*** Provided text ***

# Hitting All Body Parts Three Times Per Week?



## Dane Fletcher (Jun 19, 2008)

Each body part should be trained with three sets per day. That is a total of nine sets per week. While this may seem like a very small number, it is important to remember that whatever body part you are training, it will receive its next dose of stimulation in 48-72 hours.

While the trainers of today employ drug regimens, which allow for recovery from 30+ set days per body part, the training they used decades ago (hitting each body part twice per week) was effective then, and is effective now.

You might find you love this split, or you might discover it's just not for you, what are your thoughts?


----------



## MXD (Jan 23, 2008)

Seen a gymnast lately?

There are more than one way to skin a cat my friend


----------



## Rebus (May 22, 2006)

Id been looking to move to a new structured routine as opposed to just going to the gym and busting my but on a bodypart being trained once per week.

I was considering the type of routine i believe a number of people from this board follow such as Supercell to mention just one.

HOWEVER, i came across the following from an American board which IFBB Phil Hernon is a big advocate of:-

Here is that post by LATS, tons of info.

*** End of Provided text ***
*** Supplied information ***

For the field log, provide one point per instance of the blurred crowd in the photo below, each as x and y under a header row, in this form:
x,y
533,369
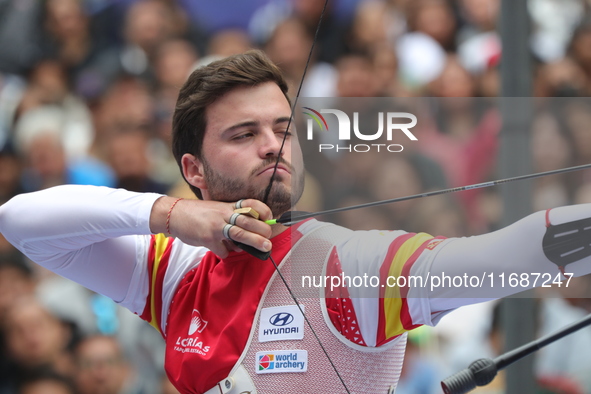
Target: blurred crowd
x,y
87,92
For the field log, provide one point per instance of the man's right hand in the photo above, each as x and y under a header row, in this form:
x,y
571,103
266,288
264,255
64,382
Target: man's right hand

*** End of Supplied information ***

### Work instruction A
Answer these questions using the thread:
(i) How many sets per day does Dane Fletcher say each body part should get?
(ii) What does MXD ask in the opening line of that post?
(iii) Which routine does Rebus name as one followed by a number of people from the board?
### Work instruction B
List every person or username named in the thread.
### Work instruction C
Reproduce the thread word for word from "## Dane Fletcher" to "in 48-72 hours.".
Answer from the thread alone.

### Reply A
(i) Three sets per day.
(ii) "Seen a gymnast lately?"
(iii) Supercell.

### Reply B
Dane Fletcher
MXD
Rebus
Phil Hernon
LATS

### Reply C
## Dane Fletcher (Jun 19, 2008)

Each body part should be trained with three sets per day. That is a total of nine sets per week. While this may seem like a very small number, it is important to remember that whatever body part you are training, it will receive its next dose of stimulation in 48-72 hours.